READING PASSAGE:
________________

# Throwing the towel at work, going sailing!



## Zanshin (Aug 27, 2006)

After a couple of weeks of almost nonstop work and living in hotels, I'm throwing in the towel here and headi´ng for islands! If Air France confirms my flights I'll be sipping a painkiller on deck in the BVI this Friday night. The flights are horrendously expensive, but all the cheapo flights go to the BVI via the USA and all of them are over 25 hours to get there, and 36 to get back. 

I hope that the weather is going to be good! If my guests don't arrive I'll head off to St. Martin and from there down-island to Trinidad & Tobago in order to get out of the hurricane zone; I've been lucky 2 summers in a row ni the BVI and don't really want to push my luck.


----------



## FarCry (Apr 21, 2007)

I'll be in Nanny Cay Thursday-Sunday and would like to say hello if you've got the time. You wouldn't be interested in racing on J-27 would you? My friend is looking for crew, just got off the phone with him.


----------



## Zanshin (Aug 27, 2006)

FarCry - I forgot about the races. I wonder if they have slips available from Friday onwards (I need 2 nights to get sorted out and hopefully get my 2 lady friends aboard) before departing for sandier shores!
I've never raced before and would probably be a handicap on a J-27 but if your friend were looking for an inexperienced racer who carries a lot of builtin ballast then I volunteer! How many crew does he need, the 2 ladies would probably volunteer as well (provided they don't have to stay sober)

Just to remind you: http://www.sailnet.com/photogallery/watermark.php?file=1639&size=1


----------



## buckeyesailor (Mar 9, 2008)

That's not fair Zanshin!........(I took a peek at the photo)

Sort of like taking a kid to a candy store and telling him, "This is where I'm going Friday and I can have ALL of this candy I want." and "Oh Yeah....YOU can't have any!"

the least you can do is keep us posted w/pictures.........(pretty please?)


----------



## Zanshin (Aug 27, 2006)

I wonder if they will be accepted as crew. It depends if the J-27 owner is (a) married, (b) almost married, (c) wishes to win the race. I've never even been on a J-27... do they have electric winches and roller-furling mains? Icemakers?


----------



## TrueBlue (Oct 11, 2004)

Zanshin . . . you are the man! Very Nice ladies.


----------



## trantor12020 (Mar 11, 2006)

Farcry, your friend will win races if he put the 2 ladies at stern of the boat. I believe alot of Alpha male skippers will want to see the stern of your friend's J-27.


----------



## FarCry (Apr 21, 2007)

I leave this site for a while to get some work done and this thread suddenly got much better. Nice photos Z. 

I have sailed with him before and they would for sure be accepted as crew. Last time I was on his boat the winches were not electric, however there maybe an increase of winch handles if the guys are not concentrating on the race. 

In all honesty the conditions are forecast to be rough. Unless your friends have spent a fair amount of time on small boats they stand a very good chance of getting hurt or falling overboard. 

Good luck on a slip I would guess they will be full.


----------



## FarCry (Apr 21, 2007)

________________

RAW DATA:
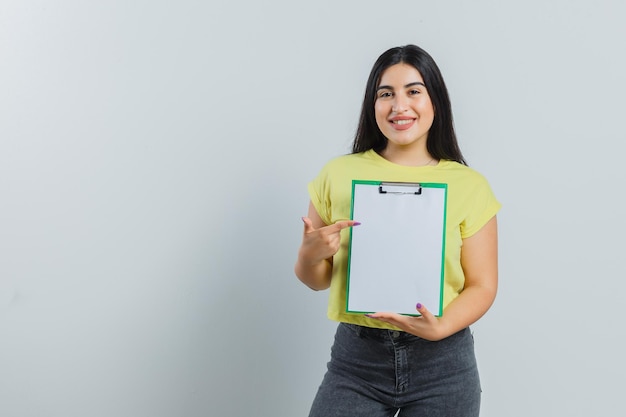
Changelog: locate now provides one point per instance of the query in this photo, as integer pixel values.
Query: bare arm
(479, 259)
(319, 243)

________________

TASKS:
(A) In the sailing thread, what type of boat does FarCry's friend race?
(B) Rewrite the stretch of the sailing thread from "I have sailed" through "will be full.", swapping "rough" for "choppy".
(C) Continue the sailing thread from where it stops.
The data has no connection to the sailing thread.

ANSWERS BY TASK:
(A) A J-27.

(B)
I have sailed with him before and they would for sure be accepted as crew. Last time I was on his boat the winches were not electric, however there maybe an increase of winch handles if the guys are not concentrating on the race. 

In all honesty the conditions are forecast to be choppy. Unless your friends have spent a fair amount of time on small boats they stand a very good chance of getting hurt or falling overboard. 

Good luck on a slip I would guess they will be full.

(C)
Trant, that very thought crossed my mind. In fact I was reconsidering my commitment to my team for just a moment and then the fog cleared after I recalled all the Saturday morning practices I had invested. The J-27 broke a spinaker pole in the Rolex on Friday which was apparently followed by a mutiny. The pole was repaired. He used mainly pickup crew on Sat and Sun and called me at 7AM this morning to see if I knew of anybody that would like to race with him at BVI. I think he is looking for 3-5 people. Anybody want to race? Lodging will be the biggest problem unless Zan is renting out berths.


----------



## Zanshin (Aug 27, 2006)

I think I will still be flying in - the ladies will NOT race but will be willing cheerleaders as they consider a sailboat to be close to "tipping over" when the angle of heel approaches the double-digits. If the ladies don't make it for the races I can convert the cabins and will have 3 doubles spare. I'm waiting on Nanny Cay to tell me whether or not they have a slip for me. That will decide whether or not I head away this weekend.


----------



## hphoen (Apr 3, 2003)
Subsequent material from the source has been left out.